What to work on: Without the pictures, set down every line of the data exactly.

----------------

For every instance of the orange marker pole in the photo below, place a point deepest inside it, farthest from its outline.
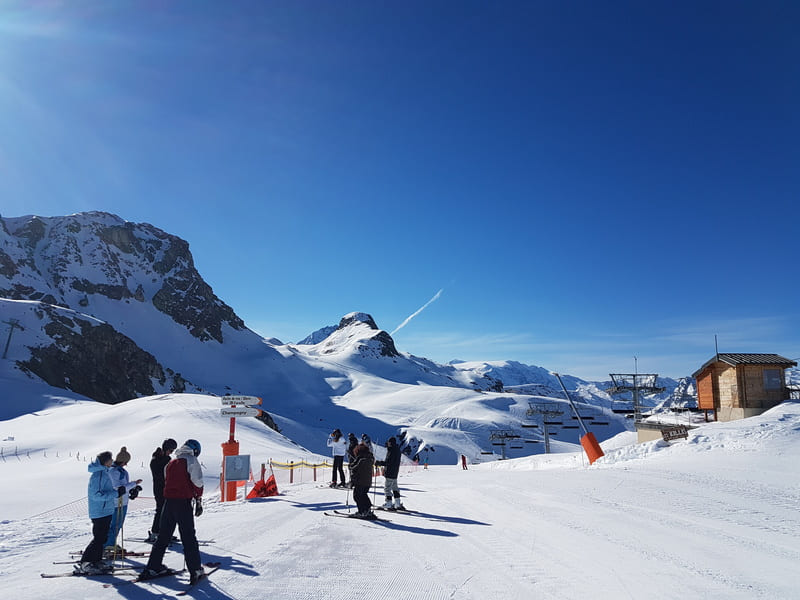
(229, 448)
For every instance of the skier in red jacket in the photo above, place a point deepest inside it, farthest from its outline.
(183, 483)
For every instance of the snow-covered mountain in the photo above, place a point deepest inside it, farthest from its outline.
(111, 310)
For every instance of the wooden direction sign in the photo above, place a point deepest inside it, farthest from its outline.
(240, 400)
(673, 433)
(244, 411)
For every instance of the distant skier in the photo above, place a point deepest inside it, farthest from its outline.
(119, 477)
(338, 446)
(103, 501)
(391, 465)
(352, 442)
(158, 463)
(183, 483)
(361, 478)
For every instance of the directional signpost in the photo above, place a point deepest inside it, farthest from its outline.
(237, 406)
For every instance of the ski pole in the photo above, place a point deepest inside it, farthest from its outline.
(117, 526)
(121, 532)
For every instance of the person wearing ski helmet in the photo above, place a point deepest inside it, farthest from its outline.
(391, 469)
(338, 446)
(120, 477)
(361, 479)
(183, 485)
(158, 463)
(352, 442)
(103, 500)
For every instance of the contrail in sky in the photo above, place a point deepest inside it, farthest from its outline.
(424, 306)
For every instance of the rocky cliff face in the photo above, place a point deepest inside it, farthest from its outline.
(97, 265)
(94, 360)
(75, 261)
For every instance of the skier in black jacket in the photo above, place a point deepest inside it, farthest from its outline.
(161, 458)
(391, 469)
(352, 442)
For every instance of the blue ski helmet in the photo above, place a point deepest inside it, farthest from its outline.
(194, 445)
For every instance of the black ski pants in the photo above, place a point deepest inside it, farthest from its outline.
(157, 518)
(177, 511)
(100, 528)
(338, 465)
(361, 496)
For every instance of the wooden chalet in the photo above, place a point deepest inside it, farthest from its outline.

----------------

Solution for this problem:
For every instance of the orange marker pole in the photo below, place a point deepest inside it, farthest from its outline.
(229, 448)
For every instance of the skier in red jacket in the photo above, place a point deepest inside it, farthest from its outline.
(183, 483)
For every instance of the snow-covered mountain in the photo above, place a point deepest inside it, farthest from its outline.
(111, 310)
For every instance of the wooden direction sign in the photo above, place a point deepest inside it, farthest from its outline.
(240, 400)
(673, 433)
(244, 411)
For every instance of the distant skier in the photo above, place a point deepest inside it, farthest from its outline.
(119, 477)
(338, 446)
(103, 501)
(391, 465)
(352, 442)
(158, 463)
(183, 483)
(361, 478)
For every instance of the directional signpost in the photo above, place a point deepest inside it, farthest from its outline.
(237, 406)
For every instance of the ski pole in the photo above, place a point deepest inside it, farthest from its outline.
(117, 526)
(121, 532)
For every instance of the person wearing ski helmet in the photo above, place a point deepest inside it, farthest from its outline.
(391, 469)
(338, 446)
(120, 477)
(361, 479)
(183, 485)
(158, 463)
(352, 442)
(103, 500)
For every instance of the contrail in sky in the photo above, place a point deepest inside it, farthest from its outline.
(424, 306)
For every instance of the rocky cliff face in the photo above, place a point deepest inside it, farthest from its outline.
(97, 265)
(94, 360)
(75, 261)
For every instance of the skier in black jacket in the photo above, place a point deepest inside it, farthest from its outline.
(161, 458)
(391, 469)
(352, 442)
For every instance of the blue ski helmet in the photo above, place a point deepest inside it, farthest from its outline.
(194, 445)
For every instance of the black ski pants in the photo above, place a point deepest inside it, farthest from its outline.
(157, 518)
(177, 511)
(100, 528)
(338, 465)
(361, 496)
For every instance of the wooden chalet in the photo above, place a point deepest inside it, farthest from its outline.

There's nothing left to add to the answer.